Requirements> Reproduce the material word for word, starting at the line containing "sneaker in this photo." and continuing through the end of the material, with both ends included.

-- BEGIN Records provided --

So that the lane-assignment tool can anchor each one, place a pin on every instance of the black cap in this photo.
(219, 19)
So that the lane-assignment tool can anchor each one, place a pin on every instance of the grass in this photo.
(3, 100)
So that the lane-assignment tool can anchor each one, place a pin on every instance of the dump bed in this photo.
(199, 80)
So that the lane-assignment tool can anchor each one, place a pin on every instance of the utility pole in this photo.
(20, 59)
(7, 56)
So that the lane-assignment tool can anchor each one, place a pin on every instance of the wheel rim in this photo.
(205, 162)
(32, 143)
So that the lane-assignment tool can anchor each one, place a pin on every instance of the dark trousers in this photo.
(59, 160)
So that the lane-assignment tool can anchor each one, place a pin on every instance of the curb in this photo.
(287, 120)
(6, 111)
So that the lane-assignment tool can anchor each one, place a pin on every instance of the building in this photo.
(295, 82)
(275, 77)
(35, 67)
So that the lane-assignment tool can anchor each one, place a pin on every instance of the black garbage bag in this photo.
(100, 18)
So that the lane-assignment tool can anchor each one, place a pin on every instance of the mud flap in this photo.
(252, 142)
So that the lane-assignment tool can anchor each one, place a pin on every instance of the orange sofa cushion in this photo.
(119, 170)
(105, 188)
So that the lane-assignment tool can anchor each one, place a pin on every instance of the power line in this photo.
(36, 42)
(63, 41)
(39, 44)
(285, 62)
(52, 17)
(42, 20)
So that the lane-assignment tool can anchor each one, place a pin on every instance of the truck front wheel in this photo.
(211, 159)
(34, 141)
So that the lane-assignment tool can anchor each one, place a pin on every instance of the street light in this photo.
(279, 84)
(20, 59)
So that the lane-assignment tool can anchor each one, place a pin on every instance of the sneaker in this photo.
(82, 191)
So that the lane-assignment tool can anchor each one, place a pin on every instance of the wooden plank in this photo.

-- END Records provided --

Finished exercise>
So that the lane-assignment tool can anchor each one, place a pin on every instance of the sneaker in this photo.
(82, 191)
So that the lane-assignment tool can anchor each one, place a pin on every instance of the wooden plank in this photo.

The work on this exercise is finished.